For anyone not part of the defence industry, spending the day at an arms fair would rank among the more surreal of life experiences.
The everyday collides with the extraordinary: a friendly sales pitch that ends with “and you’ll find all our bombs on our website”, or wandering over to a grandmotherly type who offers sweets and a quick tutorial on thermobaric warheads (“very effective against both fortifications and manpower”).
A gala tour of Russia’s latest for-sale arsenal, then on a few dozen steps to the Ukrainian pavilion. Turkey, too, is flogging its war-making wares – again, a discreet distance from the shiny model of a Russian Sukhoi SU-32 bomber.
Politics be damned, there is money to be made.
And there is plenty of money to be made at the 11th Special Operations Forces Exhibition (SOFEX), held in Amman this week. Held under the theme “Networking for Global Security”, the expo included official delegations, guests and exhibitors from around the world. More than 380 companies from 37 countries set up stalls, and more than 750 delegates took part in a conference for special operations commanders.
The only regional players not invited: Iran, Israel and, for the first time, Syria.
In keeping with Jordan’s delicate diplomatic manoeuvring on the Syrian crisis, while Syrian President Bashar al-Assad’s government was not invited, some of the core arms providers to the Syrian opposition were there – the US, Qatar and Saudi Arabia – as was the TOW anti-tank system, the most effective weapon these backers have offered the rebels they support.
The big seller
“TOW is a big player in the international market. Ground to ground, it’ll take out anything on the battlefield,” said one of the affable Americans manning the weapon on display (he, like most people operating SOFEX displays, did not have permission to speak on the record).
TOW stands for tube-launched, optically tracked, wireless-guided missiles, and up close, the system is a beast: 190kg fully loaded, its heaviest component is 22.5kg alone.
The latest version – which isn’t yet on Syrian battlefields – features night-vision, all-weather capabilities and improved guidance electronics. With its scope angled out the door and up a nearby hill, the TOW on display at SOFEX attracted no shortage of admirers.
“If there’s a car moving, how would you hit it?” asked a passer-by in dress blues.
“I track it right to impact,” said the salesman, hunkering down behind the TOW. He explained that in Syria, the weapon had been used to impressive effect on land targets, mostly within 1km, though the wire attached to the missile in the model most often seen in Syria is 3750m long.
“You should check out the video on YouTube,” he said. “They set up the weapons system and launched it at a helicopter. They hit it too. Syrian, well, rebels, I guess.”
At the TOW stand, the salesmen freely admitted they weren’t sure who, exactly, had sent the system into Syria. A glut of TOWs in US military backstocks meant the product was ripe for export through the foreign military sales programme, they said, and was typically paired with missiles made by US manufacturer Raytheon.
Raytheon is the company responsible for bunkerising the vast majority of Jordan’s 287 miles of border with Syria and Iraq. In October 2015, the company was awarded an $18.6m contract to expand its work on the Jordan-Syria border, and just this week, Jordan’s Ministry of Defence signed an agreement with the US Department of Defence to acquire Raytheon’s TOW missiles.

▸ Dataset content
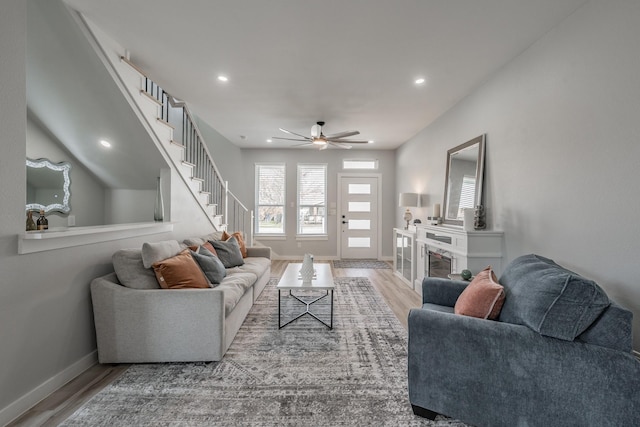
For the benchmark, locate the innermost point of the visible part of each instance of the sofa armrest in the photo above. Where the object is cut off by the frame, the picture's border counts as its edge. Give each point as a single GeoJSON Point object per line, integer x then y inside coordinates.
{"type": "Point", "coordinates": [436, 290]}
{"type": "Point", "coordinates": [259, 251]}
{"type": "Point", "coordinates": [157, 325]}
{"type": "Point", "coordinates": [493, 373]}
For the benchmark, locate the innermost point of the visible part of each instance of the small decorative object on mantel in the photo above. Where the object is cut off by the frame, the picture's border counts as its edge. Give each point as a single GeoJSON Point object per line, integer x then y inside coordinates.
{"type": "Point", "coordinates": [479, 223]}
{"type": "Point", "coordinates": [158, 212]}
{"type": "Point", "coordinates": [307, 271]}
{"type": "Point", "coordinates": [31, 224]}
{"type": "Point", "coordinates": [436, 218]}
{"type": "Point", "coordinates": [468, 219]}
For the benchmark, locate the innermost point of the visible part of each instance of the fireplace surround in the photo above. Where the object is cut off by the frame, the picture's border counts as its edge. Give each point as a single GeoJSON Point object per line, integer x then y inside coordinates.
{"type": "Point", "coordinates": [443, 250]}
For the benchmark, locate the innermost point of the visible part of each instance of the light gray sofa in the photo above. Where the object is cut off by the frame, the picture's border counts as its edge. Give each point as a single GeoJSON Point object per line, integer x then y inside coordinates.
{"type": "Point", "coordinates": [559, 354]}
{"type": "Point", "coordinates": [138, 322]}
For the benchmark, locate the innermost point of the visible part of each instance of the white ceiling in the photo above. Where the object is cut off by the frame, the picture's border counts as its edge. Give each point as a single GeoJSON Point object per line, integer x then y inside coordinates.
{"type": "Point", "coordinates": [351, 63]}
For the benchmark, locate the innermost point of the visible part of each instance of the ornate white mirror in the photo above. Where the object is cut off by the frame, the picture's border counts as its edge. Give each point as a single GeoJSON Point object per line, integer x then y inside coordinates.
{"type": "Point", "coordinates": [48, 186]}
{"type": "Point", "coordinates": [463, 179]}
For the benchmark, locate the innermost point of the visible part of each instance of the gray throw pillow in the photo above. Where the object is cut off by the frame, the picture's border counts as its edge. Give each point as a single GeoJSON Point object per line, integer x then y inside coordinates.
{"type": "Point", "coordinates": [131, 273]}
{"type": "Point", "coordinates": [159, 251]}
{"type": "Point", "coordinates": [210, 264]}
{"type": "Point", "coordinates": [228, 252]}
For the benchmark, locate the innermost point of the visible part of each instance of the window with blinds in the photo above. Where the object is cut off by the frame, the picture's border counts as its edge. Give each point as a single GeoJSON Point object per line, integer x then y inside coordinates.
{"type": "Point", "coordinates": [270, 198]}
{"type": "Point", "coordinates": [312, 199]}
{"type": "Point", "coordinates": [467, 194]}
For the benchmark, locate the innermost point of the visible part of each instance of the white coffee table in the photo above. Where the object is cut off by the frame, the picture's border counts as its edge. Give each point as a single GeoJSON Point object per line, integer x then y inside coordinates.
{"type": "Point", "coordinates": [323, 281]}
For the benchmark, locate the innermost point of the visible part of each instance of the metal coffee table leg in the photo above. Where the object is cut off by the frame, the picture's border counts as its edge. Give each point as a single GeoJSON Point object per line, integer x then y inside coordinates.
{"type": "Point", "coordinates": [308, 304]}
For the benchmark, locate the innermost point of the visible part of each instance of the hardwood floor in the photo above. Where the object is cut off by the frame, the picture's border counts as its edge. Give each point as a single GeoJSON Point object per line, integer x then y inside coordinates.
{"type": "Point", "coordinates": [63, 402]}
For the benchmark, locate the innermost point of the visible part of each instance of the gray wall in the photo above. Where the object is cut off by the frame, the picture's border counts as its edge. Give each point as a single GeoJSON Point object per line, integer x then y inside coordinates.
{"type": "Point", "coordinates": [45, 309]}
{"type": "Point", "coordinates": [333, 158]}
{"type": "Point", "coordinates": [563, 148]}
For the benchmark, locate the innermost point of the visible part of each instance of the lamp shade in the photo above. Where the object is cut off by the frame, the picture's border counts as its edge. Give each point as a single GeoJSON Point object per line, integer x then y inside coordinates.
{"type": "Point", "coordinates": [408, 200]}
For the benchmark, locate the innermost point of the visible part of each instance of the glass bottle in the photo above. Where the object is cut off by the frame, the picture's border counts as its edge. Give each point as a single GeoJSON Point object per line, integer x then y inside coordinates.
{"type": "Point", "coordinates": [43, 224]}
{"type": "Point", "coordinates": [31, 225]}
{"type": "Point", "coordinates": [158, 212]}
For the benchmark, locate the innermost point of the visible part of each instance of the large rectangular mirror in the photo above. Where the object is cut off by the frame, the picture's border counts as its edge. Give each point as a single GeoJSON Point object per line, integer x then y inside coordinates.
{"type": "Point", "coordinates": [48, 186]}
{"type": "Point", "coordinates": [463, 179]}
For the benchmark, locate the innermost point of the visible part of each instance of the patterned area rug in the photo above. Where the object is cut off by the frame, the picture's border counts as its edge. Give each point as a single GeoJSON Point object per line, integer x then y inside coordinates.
{"type": "Point", "coordinates": [360, 263]}
{"type": "Point", "coordinates": [303, 374]}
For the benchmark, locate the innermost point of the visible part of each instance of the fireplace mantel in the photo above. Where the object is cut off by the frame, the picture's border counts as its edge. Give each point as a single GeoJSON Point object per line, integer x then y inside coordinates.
{"type": "Point", "coordinates": [472, 250]}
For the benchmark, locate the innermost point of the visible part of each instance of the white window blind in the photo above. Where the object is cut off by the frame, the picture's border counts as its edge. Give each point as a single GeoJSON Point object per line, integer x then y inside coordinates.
{"type": "Point", "coordinates": [312, 198]}
{"type": "Point", "coordinates": [270, 198]}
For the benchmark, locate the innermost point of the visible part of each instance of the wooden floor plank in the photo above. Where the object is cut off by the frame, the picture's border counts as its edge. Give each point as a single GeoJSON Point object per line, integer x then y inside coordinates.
{"type": "Point", "coordinates": [64, 401]}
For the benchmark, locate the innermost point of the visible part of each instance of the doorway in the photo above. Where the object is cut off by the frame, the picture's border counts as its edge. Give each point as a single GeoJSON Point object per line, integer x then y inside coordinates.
{"type": "Point", "coordinates": [359, 216]}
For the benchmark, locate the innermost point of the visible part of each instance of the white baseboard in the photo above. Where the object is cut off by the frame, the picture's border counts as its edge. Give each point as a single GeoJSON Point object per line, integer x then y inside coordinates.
{"type": "Point", "coordinates": [29, 400]}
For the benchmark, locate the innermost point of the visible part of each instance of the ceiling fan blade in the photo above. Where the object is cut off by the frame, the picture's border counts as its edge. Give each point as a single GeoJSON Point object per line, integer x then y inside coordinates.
{"type": "Point", "coordinates": [343, 146]}
{"type": "Point", "coordinates": [346, 141]}
{"type": "Point", "coordinates": [291, 139]}
{"type": "Point", "coordinates": [293, 133]}
{"type": "Point", "coordinates": [343, 134]}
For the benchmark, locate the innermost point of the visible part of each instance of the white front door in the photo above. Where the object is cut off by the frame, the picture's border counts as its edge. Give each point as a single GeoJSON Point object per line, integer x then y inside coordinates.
{"type": "Point", "coordinates": [358, 217]}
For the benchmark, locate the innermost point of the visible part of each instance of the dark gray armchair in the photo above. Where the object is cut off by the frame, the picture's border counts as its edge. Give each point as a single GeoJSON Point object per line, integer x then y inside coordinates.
{"type": "Point", "coordinates": [559, 354]}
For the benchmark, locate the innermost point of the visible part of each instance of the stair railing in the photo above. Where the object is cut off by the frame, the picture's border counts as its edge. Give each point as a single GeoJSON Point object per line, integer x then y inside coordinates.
{"type": "Point", "coordinates": [176, 114]}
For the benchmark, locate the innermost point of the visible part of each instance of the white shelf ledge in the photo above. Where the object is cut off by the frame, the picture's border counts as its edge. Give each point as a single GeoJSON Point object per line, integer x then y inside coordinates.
{"type": "Point", "coordinates": [39, 241]}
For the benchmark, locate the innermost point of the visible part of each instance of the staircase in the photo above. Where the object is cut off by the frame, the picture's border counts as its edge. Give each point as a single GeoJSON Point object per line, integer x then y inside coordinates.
{"type": "Point", "coordinates": [174, 131]}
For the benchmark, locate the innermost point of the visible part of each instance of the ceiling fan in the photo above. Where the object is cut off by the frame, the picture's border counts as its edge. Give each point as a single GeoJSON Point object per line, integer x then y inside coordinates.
{"type": "Point", "coordinates": [321, 140]}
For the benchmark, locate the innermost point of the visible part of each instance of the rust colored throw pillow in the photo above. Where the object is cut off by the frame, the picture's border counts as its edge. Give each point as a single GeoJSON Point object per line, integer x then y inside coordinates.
{"type": "Point", "coordinates": [238, 236]}
{"type": "Point", "coordinates": [483, 297]}
{"type": "Point", "coordinates": [180, 272]}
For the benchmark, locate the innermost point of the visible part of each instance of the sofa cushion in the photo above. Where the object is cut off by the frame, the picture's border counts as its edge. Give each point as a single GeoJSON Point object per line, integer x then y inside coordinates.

▸ Requirement
Continue the article on the SOFEX arms fair in Amman, starting after its final sentence.

▸ Exercise response
Such link-ups can be seen all over SOFEX, which offers a big-picture view of the deal-making necessary to get a weapons system, warplane or military kit made and to the location where it will be used. But some of this deal-making verges on the counter-intuitive.
The US-made joint light tactical vehicle (JLTV), a huge 6,400kg truck, won maker OshKosh a contract with the US military in August 2015. The JLTV is in testing and slated to go into full production soon. OshKosh calls itself “the platform mover of choice”, and by platform, they mean a weapons system like HIMARS, THAAD, TOW or Milan – all systems used by the US or its allies.
Part of the service OshKosh offers is to prepare the JLTV for the specific weapons system being installed, but only for friendly systems.
“We can’t prepare a vehicle for integration with Russian systems, for example,” said OshKosh’s Laura Cresswell. But she said OshKosh would still sell JLTVs to a buyer even if it knew they were going to install Russian weapons – it just wouldn’t prepare the vehicles for mounting.
The Russian invasion
Russia’s Rosboronexport stand offered another slice of the realpolitik of profit and war. Rosboronexport is the state-run exporter, and it was present with several weapons producers including Bazalt, which was debuting its RPG-30 and RPG-7 anti-tank rocket grenades.
“We supply to many countries, but of course we cannot disclose who,” said Galina Vishnyakova, the woman running the Bazalt stand.
Russia is the world’s second-biggest arms exporter after the US, and according to Rosboronexport representatives, it maintains military co-operation with more than 70 countries.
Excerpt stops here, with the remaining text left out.